▶ **TEXT SECTION**:
________________________________________
On the surface, Jacky Angeles seems as content as any fifth grade girl. But it turns out school is her escape, a way to divert her mind from a lifelong broken heart.
Her mother, Adrianna, died of melanoma when Jacky was 3 years old. Then, at the age of 7, the Fountain Valley girl was diagnosed with bone cancer in her right leg.
“They wanted to take the whole thing but that made my dad mad,” Jacky said.
Doctors chose to amputate the leg above the knee. She nearly missed two years of school, but when she returned to Hazard Elementary, it was her attitude that began connecting her to her teachers, and even to strangers.
“She had a glow,” said Nanci Cole, principal. “She never complains. She’s actually someone you look up to.”
Now 11 years old, Jacky likes to bury herself in books – literally. She volunteers at the school library, which she says is a great place to play hide and seek with friends.
“She’s sweet and kind,” said friend Rosalyn Bernal. “When you meet her, you just want to play with her.”
Throughout all his family’s hardships, Jacky’s father, Alberto, encouraged Jacky and her brother to study hard.
“My dad always said to read and do math because you need math to get a job,” Jacky said.
On Oct. 14, Alberto Angeles died in his sleep while waiting for a kidney transplant. The next day, Jacky went right back to school – a move she hopes would make her mother proud.
________________________________________
▶ **PROBLEM 1**:
Reproduce the passage from the profile of Jacky Angeles verbatim, from "On the surface, Jacky" up to and including "even to strangers.".
▶ **PROBLEM 2**:
Write what comes next in the profile of Jacky Angeles, picking up right after its final sentence.

▶ **DATA SECTION**:
________________________________________
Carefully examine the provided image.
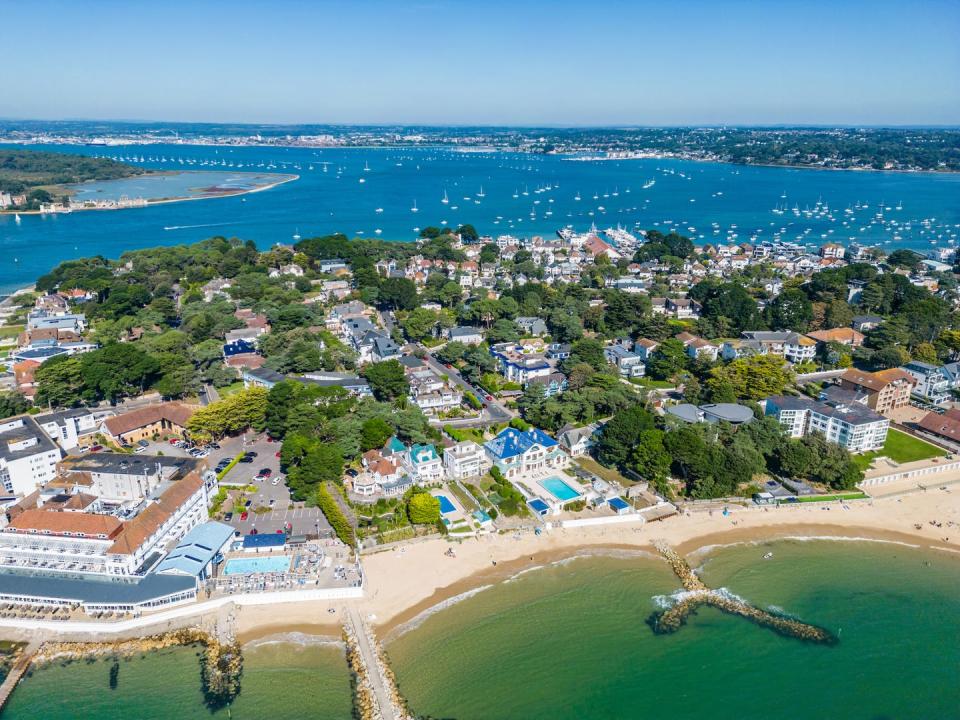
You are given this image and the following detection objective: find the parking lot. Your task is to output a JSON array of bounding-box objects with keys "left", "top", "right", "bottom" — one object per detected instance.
________________________________________
▶ **FINAL ANSWER 1**:
On the surface, Jacky Angeles seems as content as any fifth grade girl. But it turns out school is her escape, a way to divert her mind from a lifelong broken heart.
Her mother, Adrianna, died of melanoma when Jacky was 3 years old. Then, at the age of 7, the Fountain Valley girl was diagnosed with bone cancer in her right leg.
“They wanted to take the whole thing but that made my dad mad,” Jacky said.
Doctors chose to amputate the leg above the knee. She nearly missed two years of school, but when she returned to Hazard Elementary, it was her attitude that began connecting her to her teachers, and even to strangers.

▶ **FINAL ANSWER 2**:
“I just hope people understand Jacky is special. She’s taught me lessons in faith and every day I learn from her,” said Yolanda Munoz, Jacky’s teacher.
Now, the school community is trying to connect Jacky with anyone who walks through the front office of Hazard Elementary. There is a donation box there to collect money for the Angeles family.
It may even be used to send Jacky to college, since she’s chosen her career: “I want to be a doctor.”
The Jacqueline and Alberto Angeles Fund has been established at the Orange County Credit Union located at 18287 Brookhurst St. in Fountain Valley. To donate, call 714-755-5900.
Jacky and her brother will live with their cousins, a family with connections they never expected.
“God does things for a reason,” said Demaris Chargualaf, cousin. “What the reason is sometimes you have no idea.”